Location annotation dataset excerpts
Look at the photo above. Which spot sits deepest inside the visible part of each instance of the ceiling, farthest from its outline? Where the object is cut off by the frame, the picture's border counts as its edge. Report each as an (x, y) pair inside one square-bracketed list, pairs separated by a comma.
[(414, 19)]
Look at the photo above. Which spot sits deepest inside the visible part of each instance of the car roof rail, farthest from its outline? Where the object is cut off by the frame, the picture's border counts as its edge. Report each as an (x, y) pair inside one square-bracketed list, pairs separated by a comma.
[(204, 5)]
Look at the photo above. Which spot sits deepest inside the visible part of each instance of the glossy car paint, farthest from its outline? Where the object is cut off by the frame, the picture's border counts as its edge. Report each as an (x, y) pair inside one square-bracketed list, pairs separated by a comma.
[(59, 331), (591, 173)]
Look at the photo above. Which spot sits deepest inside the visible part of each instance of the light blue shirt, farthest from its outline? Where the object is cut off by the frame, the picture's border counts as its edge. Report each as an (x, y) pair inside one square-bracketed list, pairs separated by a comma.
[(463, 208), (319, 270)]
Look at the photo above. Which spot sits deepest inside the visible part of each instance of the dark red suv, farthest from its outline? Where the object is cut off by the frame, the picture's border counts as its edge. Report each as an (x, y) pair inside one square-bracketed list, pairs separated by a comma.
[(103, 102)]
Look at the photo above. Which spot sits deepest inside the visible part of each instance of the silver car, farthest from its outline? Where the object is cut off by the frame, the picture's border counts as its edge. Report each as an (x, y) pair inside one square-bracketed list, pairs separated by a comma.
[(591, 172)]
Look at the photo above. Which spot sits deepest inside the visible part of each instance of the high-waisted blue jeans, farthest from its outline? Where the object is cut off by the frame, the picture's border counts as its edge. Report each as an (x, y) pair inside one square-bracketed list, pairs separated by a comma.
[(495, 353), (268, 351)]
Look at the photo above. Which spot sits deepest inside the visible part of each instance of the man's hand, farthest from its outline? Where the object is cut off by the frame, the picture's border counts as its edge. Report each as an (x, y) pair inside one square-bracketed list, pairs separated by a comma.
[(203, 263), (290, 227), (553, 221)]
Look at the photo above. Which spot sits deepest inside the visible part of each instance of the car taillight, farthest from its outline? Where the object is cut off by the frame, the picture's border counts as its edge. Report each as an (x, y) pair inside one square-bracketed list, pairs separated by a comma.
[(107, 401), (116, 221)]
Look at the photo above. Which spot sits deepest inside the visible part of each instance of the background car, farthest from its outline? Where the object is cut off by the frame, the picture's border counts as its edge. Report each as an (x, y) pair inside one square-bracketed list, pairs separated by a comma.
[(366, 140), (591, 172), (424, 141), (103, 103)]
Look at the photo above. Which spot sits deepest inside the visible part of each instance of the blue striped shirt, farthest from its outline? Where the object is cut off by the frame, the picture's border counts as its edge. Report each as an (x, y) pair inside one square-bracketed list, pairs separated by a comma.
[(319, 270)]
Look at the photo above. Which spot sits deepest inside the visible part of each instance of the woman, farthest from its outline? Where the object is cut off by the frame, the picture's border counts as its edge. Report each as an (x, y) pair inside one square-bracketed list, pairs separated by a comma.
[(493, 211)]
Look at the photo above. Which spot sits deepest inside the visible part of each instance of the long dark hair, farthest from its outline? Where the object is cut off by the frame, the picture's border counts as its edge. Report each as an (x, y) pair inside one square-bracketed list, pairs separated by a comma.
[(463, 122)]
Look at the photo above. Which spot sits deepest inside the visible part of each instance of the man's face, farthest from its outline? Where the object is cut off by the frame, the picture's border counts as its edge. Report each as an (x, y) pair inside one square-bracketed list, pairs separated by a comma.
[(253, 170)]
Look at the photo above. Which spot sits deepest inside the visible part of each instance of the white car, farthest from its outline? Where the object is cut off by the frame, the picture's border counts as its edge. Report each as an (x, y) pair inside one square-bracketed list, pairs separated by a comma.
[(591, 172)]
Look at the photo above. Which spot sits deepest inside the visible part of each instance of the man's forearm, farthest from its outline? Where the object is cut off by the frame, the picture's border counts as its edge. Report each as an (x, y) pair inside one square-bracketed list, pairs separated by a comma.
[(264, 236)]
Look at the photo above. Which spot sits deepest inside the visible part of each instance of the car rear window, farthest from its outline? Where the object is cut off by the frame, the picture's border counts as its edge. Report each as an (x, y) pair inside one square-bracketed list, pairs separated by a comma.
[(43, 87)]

### Stated problem
Rewrite the stretch of the data from "of the glossy" through "[(59, 331), (591, 173)]", putting "matte" in place of "glossy" and leaving everything else unchanged. Give back only those lines.

### Complete answer
Look at the photo above. Which spot sits deepest inside the visible part of each instance of the matte car paint, farthest from its outline? Where the object is cut off by the frame, the picture's border counts as its edge. Report each as an (x, y) pair inside one square-bracketed list, pairs separated by a comma.
[(59, 331), (591, 173)]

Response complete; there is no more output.